**Quoted passage:**
= Beginning of Section =

3.4.2 IR expansion and contraction
IR expansions and contractions are common in cp genomes, which results in the change in cp genome size [40]. The differences in IRs may also reflect phylogenetic history. Here, we selected four species of Trib. Colurieae and compared their sizes and the junctions of their LSC, SSC, and IR regions. Although the lengths of the IR regions, ranging from 25,579 bp to 26,152 bp, varied little among the four species, some differences in the IR expansions and contractions were observed.
As shown in Figure 6, the rps19 is mostly located in the LSC region and the LSC-IRB boundary at bases 1-8 bp. The gene ycf1 was found to have 1107 bp, 1098 bp, 1107 bp, and 1188 in the IRB region in T. rupestris, T. rupestris var. ciliate, G. rupestre, and G. macrophyllum respectively. Whereas, the gene ycf1 was found to have 4,523 bp, 4,532 bp, 4,523 bp, and 4,424 in the SSC region in T. rupestris, T. rupestris var. ciliate, G. rupestre, and G. macrophyllum. Furthermore, the ycf1 gene extended into the SSC region excepted the G. rupestre genome, and the longest overlap between the SSC region and ycf1 genes was also observed in T. rupestris var. ciliate. The trnH is mostly located in the LSC region and the IRB-LSC boundary at bases 4-65 bp. In summary, the structure of the cp genomes is conservative among T. rupestris and T. rupestris var. ciliate.

= End of Section =

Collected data
= Beginning of Section =

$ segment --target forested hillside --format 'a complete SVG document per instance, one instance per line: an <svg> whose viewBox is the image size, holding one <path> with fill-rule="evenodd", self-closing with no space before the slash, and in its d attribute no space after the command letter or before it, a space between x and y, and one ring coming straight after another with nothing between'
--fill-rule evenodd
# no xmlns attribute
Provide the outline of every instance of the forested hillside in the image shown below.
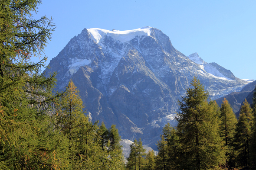
<svg viewBox="0 0 256 170"><path fill-rule="evenodd" d="M125 160L115 125L85 115L72 80L56 92L56 73L41 74L55 26L33 19L40 3L0 1L0 170L256 169L256 91L237 120L226 99L221 107L209 100L196 76L178 100L177 126L158 134L158 154L135 139Z"/></svg>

= End of Section =

Answer these questions using the text about IR expansion and contraction:
(a) How many species of Trib. Colurieae were selected for comparison?
(b) What range of lengths is given for the IR regions?
(c) How many base pairs of the gene ycf1 were found in the SSC region in T. rupestris?
The data were gathered from a separate source and do not come from the text about IR expansion and contraction.

**Exercise output:**
(a) Four species were selected.
(b) The IR regions range from 25,579 bp to 26,152 bp.
(c) The gene ycf1 has 4,523 bp in the SSC region in T. rupestris.